[What you will do]:
A. How many games arrived in the shipment described in the Looney Laundry post?
B. Can you summarize the Looney Laundry post in two sentences?

[Source text]:
-------------------------

All,
After a year and a half of dreaming, design, prototypes and lots of money, I received today at my home in the Dallas, TX suburb of McKinney, 5,000 shrink wrapped games of "Looney Laundry." Looney Laundry is a childrens game for ages 4 on up (5-8 is the sweet spot). It took my wife and myself 5 hours to unload the games from a cargo trailer from China that was 40 feet long, 2,250 pounds, and contained approx. 833 cartons that contained 6 games in each.
Like many here, we did the risk/reward scenarios of whether we were crazy to produce the games and decided to do it since we are crazy. I personally believe that in time, I will at least break even. Anything over that is gravy! I also decided that being able to say I went for it and had my own product, with my own UPC Code was worth the gamble.
The community here has been a great asset for which I am grateful. I have approx 13 retailers lined up here in Texas that said they'd be willing to stock my game under a consignment agreement this Christmas including the local Learning Express franchise. My goal is to get the games in their hands in a non-risky situation so that when the first 12 games sell and I now have "proven" myself to them, we switch over to them buying on net terms.
My web site is up and running so please check it out and let me know what you think (be nice). And if you have children 5-8 or know someone who does, please pass along my link as you will help out a fellow independent game maker tremendously. Happy Thanksgiving all.
HR Puffenstuf "aka Scott"
www.bluebonnet-games.com
I thank you all for the kind words and comments and Seo for shrinking the rules PDF. That was a valid concern Johan and I appreciate your pointing it out. For starters, I used Grand Prix International for everything (including web design) www.grandprixintl.com . I decided early on that I wanted a one stop shop instead of piecemealing everything together. They used a free lancer who does art work for Hasbro games up in Boston. While the talking is only in english currently, my goals (in my dreams) would be to have versions in different languages (especially Spanish seeing that Texas and Mexico are so intertwined).

-------------------------

[Entries shown]:
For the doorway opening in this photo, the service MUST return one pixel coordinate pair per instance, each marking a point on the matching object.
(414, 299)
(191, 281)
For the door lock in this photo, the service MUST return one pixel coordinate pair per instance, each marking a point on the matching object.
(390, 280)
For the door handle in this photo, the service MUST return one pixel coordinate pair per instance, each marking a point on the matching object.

-------------------------

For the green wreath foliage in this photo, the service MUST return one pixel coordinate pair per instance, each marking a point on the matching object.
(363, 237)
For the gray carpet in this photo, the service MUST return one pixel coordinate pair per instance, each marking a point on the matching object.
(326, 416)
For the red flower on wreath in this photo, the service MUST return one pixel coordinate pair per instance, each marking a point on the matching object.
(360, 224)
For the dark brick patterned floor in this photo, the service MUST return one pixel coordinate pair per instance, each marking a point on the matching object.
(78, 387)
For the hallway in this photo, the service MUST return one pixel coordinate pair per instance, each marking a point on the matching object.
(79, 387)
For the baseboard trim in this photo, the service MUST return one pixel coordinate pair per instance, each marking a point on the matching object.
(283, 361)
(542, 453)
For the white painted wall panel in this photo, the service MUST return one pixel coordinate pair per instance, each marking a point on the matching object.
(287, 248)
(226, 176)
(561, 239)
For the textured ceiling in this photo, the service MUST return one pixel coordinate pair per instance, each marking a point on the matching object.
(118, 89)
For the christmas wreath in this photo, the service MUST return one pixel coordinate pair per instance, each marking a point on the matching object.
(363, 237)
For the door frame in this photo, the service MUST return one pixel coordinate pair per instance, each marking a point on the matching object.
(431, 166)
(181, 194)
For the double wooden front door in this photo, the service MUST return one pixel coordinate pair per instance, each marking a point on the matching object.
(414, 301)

-------------------------

[Answers to the tasks]:
A. 5,000 shrink-wrapped games arrived.

B. After a year and a half of design, prototypes and expense, the author received 5,000 copies of Looney Laundry, a children's game for ages 4 and up, in a cargo trailer from China at their home in McKinney, Texas. About 13 Texas retailers have agreed to stock the game on consignment this Christmas, and the goal is to switch them to buying on net terms once the first 12 games sell.